> **EXERCISE OBJECTIVE**: Below are the records; give again exactly the lines that run from the one with "vegetation visible above." through the last line.

Collected data entries

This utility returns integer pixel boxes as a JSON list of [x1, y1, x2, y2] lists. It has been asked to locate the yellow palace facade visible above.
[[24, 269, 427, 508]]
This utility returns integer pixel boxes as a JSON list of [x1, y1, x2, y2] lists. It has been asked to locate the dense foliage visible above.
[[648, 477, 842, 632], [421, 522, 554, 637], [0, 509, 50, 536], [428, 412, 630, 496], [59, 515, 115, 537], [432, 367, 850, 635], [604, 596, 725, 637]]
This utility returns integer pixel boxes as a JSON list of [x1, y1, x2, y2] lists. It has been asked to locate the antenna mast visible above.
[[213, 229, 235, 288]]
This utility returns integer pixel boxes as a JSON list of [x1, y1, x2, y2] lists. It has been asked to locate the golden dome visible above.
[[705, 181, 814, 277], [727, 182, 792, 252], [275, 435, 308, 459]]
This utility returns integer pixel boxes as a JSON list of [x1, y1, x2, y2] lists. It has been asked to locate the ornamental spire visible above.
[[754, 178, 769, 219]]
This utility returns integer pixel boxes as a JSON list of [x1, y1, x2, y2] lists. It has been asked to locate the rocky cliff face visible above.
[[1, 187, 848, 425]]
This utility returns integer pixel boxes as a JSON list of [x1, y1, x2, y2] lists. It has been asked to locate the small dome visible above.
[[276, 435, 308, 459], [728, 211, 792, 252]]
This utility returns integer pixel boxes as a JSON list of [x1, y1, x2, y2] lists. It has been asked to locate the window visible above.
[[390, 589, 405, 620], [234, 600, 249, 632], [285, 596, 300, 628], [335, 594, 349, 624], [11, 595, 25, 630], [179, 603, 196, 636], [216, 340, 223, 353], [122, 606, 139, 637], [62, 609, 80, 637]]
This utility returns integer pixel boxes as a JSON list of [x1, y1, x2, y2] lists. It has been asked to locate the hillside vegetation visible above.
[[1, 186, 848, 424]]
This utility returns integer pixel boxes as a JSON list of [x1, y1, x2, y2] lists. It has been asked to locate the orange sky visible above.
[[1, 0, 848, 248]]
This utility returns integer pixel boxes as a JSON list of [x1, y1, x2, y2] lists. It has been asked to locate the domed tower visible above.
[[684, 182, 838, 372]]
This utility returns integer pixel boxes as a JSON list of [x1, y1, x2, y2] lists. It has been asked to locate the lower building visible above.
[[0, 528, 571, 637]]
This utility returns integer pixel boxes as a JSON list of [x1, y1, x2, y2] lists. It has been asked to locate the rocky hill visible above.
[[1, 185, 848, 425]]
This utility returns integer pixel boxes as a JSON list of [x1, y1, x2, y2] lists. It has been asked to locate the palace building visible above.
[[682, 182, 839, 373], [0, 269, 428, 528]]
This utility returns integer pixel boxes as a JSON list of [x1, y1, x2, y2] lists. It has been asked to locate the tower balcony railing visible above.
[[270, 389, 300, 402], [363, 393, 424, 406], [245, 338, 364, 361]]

> **WRITTEN ANSWER**:
This utility returns integer pixel boxes as a JSON list of [x1, y1, x2, y2] lists. It has been asked to locate the hillside vegetation visible above.
[[1, 186, 848, 424]]
This utility returns integer pixel boxes as a JSON list of [x1, y1, x2, y2] lists. It has been asked to locate the orange sky visible above.
[[1, 0, 848, 248]]
This utility returns integer pixel boxes as a JSON list of [x1, y1, x2, y2] lists. It has been asked to locate the domed tower visible above.
[[684, 182, 838, 372]]
This utility returns integer pixel boxes as a JSON list of [x1, y1, x2, y2] lists. It has been asked to locate the lower building visible above.
[[0, 528, 571, 637]]
This utility returns integer pixel boxes as a JSON list of [x1, y1, x2, y2] lists. It has been asked to locate the rocky hill visible above.
[[1, 185, 848, 425]]
This utility returns integer pixel boxes as a JSON list of [x1, y1, x2, y2] lists. It has been asked to locate the palace building visible above.
[[682, 182, 839, 373], [0, 269, 428, 528]]
This utility returns integer pixel boxes as a JSON list of [x1, y1, x2, y2] lists. It has been asked to locate the tower balcony railing visible above.
[[270, 389, 300, 402], [363, 393, 424, 406], [245, 338, 364, 361]]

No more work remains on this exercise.